What the task asks: Pick out each line in the listing below that contains the word "windshield" with the same capitalization, and copy those lines.

Extracted information:
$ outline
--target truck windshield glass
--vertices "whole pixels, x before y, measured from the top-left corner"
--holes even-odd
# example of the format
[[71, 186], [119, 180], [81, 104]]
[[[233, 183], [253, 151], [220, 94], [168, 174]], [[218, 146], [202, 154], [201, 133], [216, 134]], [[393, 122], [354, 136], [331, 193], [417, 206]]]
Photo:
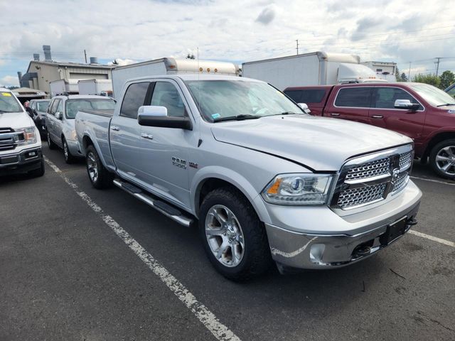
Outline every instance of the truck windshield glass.
[[282, 113], [306, 114], [300, 107], [268, 84], [243, 80], [186, 82], [204, 119], [262, 117]]
[[22, 112], [19, 102], [11, 92], [0, 92], [0, 114], [2, 112]]
[[455, 104], [455, 99], [439, 89], [427, 84], [410, 85], [414, 91], [434, 107], [444, 104]]
[[106, 110], [114, 109], [115, 101], [107, 99], [68, 99], [65, 103], [66, 118], [74, 119], [80, 110]]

Solution for this task:
--target truck windshield glass
Outline every instance of the truck windshield glass.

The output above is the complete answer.